◆ **TASKS TO PERFORM**
a – Reproduce the part of the Tennessee Tech business school passage below that opens with the words containing "Not long afterward, the" and closes with "the whole university.".
b – In the Tennessee Tech business school passage below, what did surveyed alumni say they had not developed by graduation?

— start PROVIDED TEXT —

IN 2002, I ATTENDED a scholarship dinner for undergraduates at Tennessee Tech’s College of Business in Cookeville. This annual event allows the college to recognize and thank donors, but it’s also a chance for students to meet the very people who have made it possible for them to attend college. Unfortunately, at the dinner I attended, few students took advantage of that chance. Many of them didn’t have training in how to dress, how to interact, or how to present themselves to potential future employers. Most students talked only to people they knew, without networking with any of the donors. That was a lost opportunity for all in attendance.
Not long afterward, the dean at the time raised the idea of starting a success center for business students. His goal was to provide not only a one-stop advisory center, but also a place that could offer professional development training. At that time, the only option for business students who wanted such training was to turn to a small career services department that served the whole university.
The need to provide professional development was highlighted by the responses to a survey that had been sent to alumni from the past ten years, asking what they had not gotten from their college experiences. Overwhelmingly, both undergraduate and graduate students informed us that while they had felt academically prepared to start their careers at graduation, they had not developed the professional polish and business etiquette they needed for the workplace.
The dean realized that, as a business school, we had an obligation to teach our students more than how to read financial reports and devise marketing plans; we had to show them how to function socially and navigate professionally in the business world. Shortly after that, the Student to Career (S2C) program was born, and I was asked to lead it. While it had modest beginnings, it has grown to encompass an ambitious series of events and services designed to teach students how to be professional in every sense of the word.
I WANT STUDENTS TO START THINKING MORE ABOUT THEIR TRANSFERRABLE SKILLS.

— end PROVIDED TEXT —
— start PROVIDED DATA —

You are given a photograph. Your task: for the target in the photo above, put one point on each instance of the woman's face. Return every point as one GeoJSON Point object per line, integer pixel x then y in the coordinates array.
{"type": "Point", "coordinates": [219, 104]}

— end PROVIDED DATA —

◆ **FINAL ANSWERS**
a –
Not long afterward, the dean at the time raised the idea of starting a success center for business students. His goal was to provide not only a one-stop advisory center, but also a place that could offer professional development training. At that time, the only option for business students who wanted such training was to turn to a small career services department that served the whole university.

b – The professional polish and business etiquette they needed for the workplace.